● Given data

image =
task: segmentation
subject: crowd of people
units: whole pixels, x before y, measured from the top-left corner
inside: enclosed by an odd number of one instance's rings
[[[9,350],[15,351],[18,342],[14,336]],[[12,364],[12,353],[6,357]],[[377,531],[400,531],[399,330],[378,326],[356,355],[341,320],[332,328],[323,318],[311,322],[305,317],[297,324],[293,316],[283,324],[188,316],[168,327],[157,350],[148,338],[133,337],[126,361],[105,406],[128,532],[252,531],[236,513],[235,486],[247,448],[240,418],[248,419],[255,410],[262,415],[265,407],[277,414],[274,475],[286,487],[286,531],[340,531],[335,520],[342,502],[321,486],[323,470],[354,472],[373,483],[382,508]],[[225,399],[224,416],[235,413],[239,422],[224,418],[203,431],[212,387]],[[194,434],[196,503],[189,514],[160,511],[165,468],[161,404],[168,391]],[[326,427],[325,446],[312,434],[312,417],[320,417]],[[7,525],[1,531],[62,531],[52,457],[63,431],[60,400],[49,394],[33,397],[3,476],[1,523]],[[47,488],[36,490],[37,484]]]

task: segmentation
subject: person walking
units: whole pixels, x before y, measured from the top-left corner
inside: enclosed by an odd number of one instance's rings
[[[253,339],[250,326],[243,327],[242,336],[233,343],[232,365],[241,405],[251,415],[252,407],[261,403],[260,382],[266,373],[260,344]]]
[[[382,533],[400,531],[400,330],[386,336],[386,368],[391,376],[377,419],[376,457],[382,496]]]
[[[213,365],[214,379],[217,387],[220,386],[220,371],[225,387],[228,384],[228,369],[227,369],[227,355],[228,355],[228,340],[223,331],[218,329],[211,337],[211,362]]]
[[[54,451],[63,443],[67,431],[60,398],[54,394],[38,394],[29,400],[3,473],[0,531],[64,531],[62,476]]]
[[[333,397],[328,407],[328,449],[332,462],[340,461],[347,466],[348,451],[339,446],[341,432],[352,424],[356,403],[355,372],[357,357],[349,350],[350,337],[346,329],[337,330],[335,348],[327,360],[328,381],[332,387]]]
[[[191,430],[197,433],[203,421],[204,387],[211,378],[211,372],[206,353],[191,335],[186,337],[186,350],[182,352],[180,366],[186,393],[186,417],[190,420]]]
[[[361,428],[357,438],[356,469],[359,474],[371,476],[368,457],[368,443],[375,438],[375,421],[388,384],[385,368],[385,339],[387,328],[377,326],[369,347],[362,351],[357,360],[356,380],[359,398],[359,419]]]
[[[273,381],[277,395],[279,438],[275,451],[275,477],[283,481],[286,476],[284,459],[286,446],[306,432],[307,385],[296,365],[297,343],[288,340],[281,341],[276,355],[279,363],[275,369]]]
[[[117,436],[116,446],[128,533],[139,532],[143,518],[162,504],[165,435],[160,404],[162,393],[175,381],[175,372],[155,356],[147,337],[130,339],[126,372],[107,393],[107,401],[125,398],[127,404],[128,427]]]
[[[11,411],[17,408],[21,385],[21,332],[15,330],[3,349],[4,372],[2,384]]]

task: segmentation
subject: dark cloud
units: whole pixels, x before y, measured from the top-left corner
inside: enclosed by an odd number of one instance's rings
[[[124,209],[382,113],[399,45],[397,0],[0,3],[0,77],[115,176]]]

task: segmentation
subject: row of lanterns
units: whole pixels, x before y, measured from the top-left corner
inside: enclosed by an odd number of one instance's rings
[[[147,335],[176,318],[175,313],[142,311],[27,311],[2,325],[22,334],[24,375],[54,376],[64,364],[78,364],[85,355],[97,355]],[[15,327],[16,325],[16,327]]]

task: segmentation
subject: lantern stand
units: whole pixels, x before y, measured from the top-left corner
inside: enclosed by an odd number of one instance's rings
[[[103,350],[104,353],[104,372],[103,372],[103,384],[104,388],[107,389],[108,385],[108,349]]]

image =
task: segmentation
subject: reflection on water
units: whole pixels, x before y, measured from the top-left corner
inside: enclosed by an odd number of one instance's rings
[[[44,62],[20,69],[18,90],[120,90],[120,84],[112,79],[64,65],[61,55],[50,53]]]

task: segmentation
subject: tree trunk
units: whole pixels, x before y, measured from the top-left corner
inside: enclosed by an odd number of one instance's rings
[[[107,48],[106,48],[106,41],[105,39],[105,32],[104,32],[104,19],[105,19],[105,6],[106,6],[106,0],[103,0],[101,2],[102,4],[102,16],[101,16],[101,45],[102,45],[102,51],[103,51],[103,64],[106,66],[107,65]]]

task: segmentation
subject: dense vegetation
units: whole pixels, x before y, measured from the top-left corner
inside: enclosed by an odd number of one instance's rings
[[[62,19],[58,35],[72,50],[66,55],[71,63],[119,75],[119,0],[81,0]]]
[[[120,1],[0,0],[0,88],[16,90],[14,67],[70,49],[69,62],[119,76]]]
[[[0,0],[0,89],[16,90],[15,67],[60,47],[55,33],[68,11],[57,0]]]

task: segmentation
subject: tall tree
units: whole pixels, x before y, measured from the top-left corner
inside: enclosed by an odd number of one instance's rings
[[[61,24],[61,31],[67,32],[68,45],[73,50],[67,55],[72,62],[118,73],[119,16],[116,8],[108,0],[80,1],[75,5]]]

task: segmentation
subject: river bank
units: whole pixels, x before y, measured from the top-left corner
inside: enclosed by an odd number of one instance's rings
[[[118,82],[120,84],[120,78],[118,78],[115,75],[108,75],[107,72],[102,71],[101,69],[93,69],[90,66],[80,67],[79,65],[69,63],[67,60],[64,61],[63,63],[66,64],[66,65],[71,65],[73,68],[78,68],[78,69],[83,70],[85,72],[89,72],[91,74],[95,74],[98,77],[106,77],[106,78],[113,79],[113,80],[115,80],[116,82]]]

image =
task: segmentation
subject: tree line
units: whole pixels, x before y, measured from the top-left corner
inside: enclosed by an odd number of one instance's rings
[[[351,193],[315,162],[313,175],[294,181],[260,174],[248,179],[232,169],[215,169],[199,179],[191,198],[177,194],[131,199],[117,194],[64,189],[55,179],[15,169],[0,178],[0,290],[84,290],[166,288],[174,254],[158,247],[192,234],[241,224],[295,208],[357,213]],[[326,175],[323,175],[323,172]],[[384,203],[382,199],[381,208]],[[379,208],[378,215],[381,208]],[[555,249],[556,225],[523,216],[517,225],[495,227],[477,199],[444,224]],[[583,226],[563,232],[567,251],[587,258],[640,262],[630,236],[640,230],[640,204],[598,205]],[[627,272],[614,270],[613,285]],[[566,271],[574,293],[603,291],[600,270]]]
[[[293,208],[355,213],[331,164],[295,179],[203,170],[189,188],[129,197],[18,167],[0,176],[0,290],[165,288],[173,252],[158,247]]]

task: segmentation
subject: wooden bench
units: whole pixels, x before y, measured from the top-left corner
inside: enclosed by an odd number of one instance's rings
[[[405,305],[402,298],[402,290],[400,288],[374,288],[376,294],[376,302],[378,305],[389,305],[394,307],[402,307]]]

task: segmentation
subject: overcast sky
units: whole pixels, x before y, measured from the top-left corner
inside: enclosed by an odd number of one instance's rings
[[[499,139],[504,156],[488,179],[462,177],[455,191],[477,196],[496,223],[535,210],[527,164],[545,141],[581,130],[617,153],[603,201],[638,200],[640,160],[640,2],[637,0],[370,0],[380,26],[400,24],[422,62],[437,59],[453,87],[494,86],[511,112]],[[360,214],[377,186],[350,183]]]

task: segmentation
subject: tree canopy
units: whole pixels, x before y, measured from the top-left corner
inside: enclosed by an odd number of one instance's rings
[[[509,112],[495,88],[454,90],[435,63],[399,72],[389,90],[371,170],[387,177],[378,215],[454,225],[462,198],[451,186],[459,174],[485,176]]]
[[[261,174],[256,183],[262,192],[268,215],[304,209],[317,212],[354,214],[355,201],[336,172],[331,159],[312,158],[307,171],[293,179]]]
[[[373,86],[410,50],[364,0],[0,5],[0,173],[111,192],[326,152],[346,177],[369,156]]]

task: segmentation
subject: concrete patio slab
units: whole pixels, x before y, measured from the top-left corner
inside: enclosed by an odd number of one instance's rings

● Task goal
The task calls for every line of the material that contains the string "tree".

● Result below
subject: tree trunk
subject: tall tree
subject: tree line
subject: tree canopy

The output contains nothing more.